## Problem to work on
Return the TDX module initialization review excerpt below in full, character for character, including every line of quoted code.

··· Passage shown ···

If entropy is lacking (rdrand failure), TDH_SYS_INIT can return TDX_SYS_BUSY.
In such case, we should allow the caller to retry or make this function retry
instead of marking error stickily.

Except that,
Reviewed-by: Isaku Yamahata <isaku.yamahata@intel.com>

Thanks,
Huang, Kai March 12, 2023, 11:08 p.m. UTC | #2
On Wed, 2023-03-08 at 14:27 -0800, Isaku Yamahata wrote:
> > +
> > +static int try_init_module_global(void)
> > +{
> > +	int ret;
> > +
> > +	/*
> > +	 * The TDX module global initialization only needs to be done
> > +	 * once on any cpu.
> > +	 */
> > +	spin_lock(&tdx_global_init_lock);
> > +
> > +	if (tdx_global_init_status & TDX_GLOBAL_INIT_DONE) {
> > +		ret = tdx_global_init_status & TDX_GLOBAL_INIT_FAILED ?
> > +			-EINVAL : 0;
> > +		goto out;
> > +	}
> > +
> > +	/* All '0's are just unused parameters. */
> > +	ret = seamcall(TDH_SYS_INIT, 0, 0, 0, 0, NULL, NULL);
> > +
> > +	tdx_global_init_status = TDX_GLOBAL_INIT_DONE;
> > +	if (ret)
> > +		tdx_global_init_status |= TDX_GLOBAL_INIT_FAILED;
> 
> If entropy is lacking (rdrand failure), TDH_SYS_INIT can return TDX_SYS_BUSY.

··· Data shown ···

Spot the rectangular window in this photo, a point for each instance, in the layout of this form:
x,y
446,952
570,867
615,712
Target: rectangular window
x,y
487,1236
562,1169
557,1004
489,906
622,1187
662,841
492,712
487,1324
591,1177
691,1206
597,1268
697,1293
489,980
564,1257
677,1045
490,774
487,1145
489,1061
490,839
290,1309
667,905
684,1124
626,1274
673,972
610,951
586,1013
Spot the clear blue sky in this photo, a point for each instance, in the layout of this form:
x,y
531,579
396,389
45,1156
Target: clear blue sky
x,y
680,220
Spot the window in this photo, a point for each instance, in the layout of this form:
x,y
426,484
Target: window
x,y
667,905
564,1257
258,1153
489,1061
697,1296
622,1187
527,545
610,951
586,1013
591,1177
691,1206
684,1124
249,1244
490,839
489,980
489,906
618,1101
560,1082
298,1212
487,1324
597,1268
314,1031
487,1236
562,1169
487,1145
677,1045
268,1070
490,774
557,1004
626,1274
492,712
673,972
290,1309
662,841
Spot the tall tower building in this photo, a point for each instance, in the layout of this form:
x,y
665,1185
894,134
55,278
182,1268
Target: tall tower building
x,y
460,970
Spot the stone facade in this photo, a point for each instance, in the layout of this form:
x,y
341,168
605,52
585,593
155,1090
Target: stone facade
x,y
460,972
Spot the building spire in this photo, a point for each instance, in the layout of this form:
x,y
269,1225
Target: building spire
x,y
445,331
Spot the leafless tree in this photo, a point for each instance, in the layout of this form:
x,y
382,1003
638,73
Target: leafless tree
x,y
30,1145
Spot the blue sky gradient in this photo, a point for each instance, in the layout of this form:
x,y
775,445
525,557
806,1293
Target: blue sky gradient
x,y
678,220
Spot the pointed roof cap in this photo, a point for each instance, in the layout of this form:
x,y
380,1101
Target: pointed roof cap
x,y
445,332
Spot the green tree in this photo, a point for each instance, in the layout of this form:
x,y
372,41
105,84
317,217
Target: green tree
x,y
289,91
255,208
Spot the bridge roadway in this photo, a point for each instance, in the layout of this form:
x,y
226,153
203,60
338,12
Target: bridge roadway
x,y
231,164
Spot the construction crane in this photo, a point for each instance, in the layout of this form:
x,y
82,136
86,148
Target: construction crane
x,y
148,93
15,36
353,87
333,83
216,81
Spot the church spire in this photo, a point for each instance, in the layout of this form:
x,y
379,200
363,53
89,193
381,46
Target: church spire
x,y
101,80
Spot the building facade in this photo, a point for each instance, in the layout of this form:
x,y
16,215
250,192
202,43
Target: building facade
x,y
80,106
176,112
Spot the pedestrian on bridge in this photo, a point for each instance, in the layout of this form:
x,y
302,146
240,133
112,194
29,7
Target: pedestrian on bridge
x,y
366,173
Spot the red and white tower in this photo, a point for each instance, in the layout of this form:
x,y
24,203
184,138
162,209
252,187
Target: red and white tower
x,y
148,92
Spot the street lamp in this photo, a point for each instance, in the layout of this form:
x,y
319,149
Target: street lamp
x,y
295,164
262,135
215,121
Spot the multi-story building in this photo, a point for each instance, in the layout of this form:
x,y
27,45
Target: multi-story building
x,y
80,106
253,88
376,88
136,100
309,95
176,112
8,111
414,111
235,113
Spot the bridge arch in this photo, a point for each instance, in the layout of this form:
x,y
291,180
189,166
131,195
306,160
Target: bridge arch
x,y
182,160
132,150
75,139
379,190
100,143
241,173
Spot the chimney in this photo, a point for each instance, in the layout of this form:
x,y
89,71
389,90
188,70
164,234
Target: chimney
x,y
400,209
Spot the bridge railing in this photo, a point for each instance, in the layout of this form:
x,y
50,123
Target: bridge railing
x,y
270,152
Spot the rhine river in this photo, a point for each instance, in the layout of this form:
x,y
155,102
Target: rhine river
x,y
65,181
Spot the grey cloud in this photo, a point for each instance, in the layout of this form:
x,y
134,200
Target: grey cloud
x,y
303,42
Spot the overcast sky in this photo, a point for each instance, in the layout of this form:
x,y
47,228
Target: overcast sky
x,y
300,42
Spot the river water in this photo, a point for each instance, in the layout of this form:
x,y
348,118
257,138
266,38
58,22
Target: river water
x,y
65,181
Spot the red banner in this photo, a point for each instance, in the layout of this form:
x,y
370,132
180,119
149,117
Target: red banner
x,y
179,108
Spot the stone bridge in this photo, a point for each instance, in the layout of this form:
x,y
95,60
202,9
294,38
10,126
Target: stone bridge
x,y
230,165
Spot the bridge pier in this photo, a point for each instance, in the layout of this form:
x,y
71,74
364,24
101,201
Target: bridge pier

···

## Solution
If entropy is lacking (rdrand failure), TDH_SYS_INIT can return TDX_SYS_BUSY.
In such case, we should allow the caller to retry or make this function retry
instead of marking error stickily.

Except that,
Reviewed-by: Isaku Yamahata <isaku.yamahata@intel.com>

Thanks,
Huang, Kai March 12, 2023, 11:08 p.m. UTC | #2
On Wed, 2023-03-08 at 14:27 -0800, Isaku Yamahata wrote:
> > +
> > +static int try_init_module_global(void)
> > +{
> > +	int ret;
> > +
> > +	/*
> > +	 * The TDX module global initialization only needs to be done
> > +	 * once on any cpu.
> > +	 */
> > +	spin_lock(&tdx_global_init_lock);
> > +
> > +	if (tdx_global_init_status & TDX_GLOBAL_INIT_DONE) {
> > +		ret = tdx_global_init_status & TDX_GLOBAL_INIT_FAILED ?
> > +			-EINVAL : 0;
> > +		goto out;
> > +	}
> > +
> > +	/* All '0's are just unused parameters. */
> > +	ret = seamcall(TDH_SYS_INIT, 0, 0, 0, 0, NULL, NULL);
> > +
> > +	tdx_global_init_status = TDX_GLOBAL_INIT_DONE;
> > +	if (ret)
> > +		tdx_global_init_status |= TDX_GLOBAL_INIT_FAILED;
> 
> If entropy is lacking (rdrand failure), TDH_SYS_INIT can return TDX_SYS_BUSY.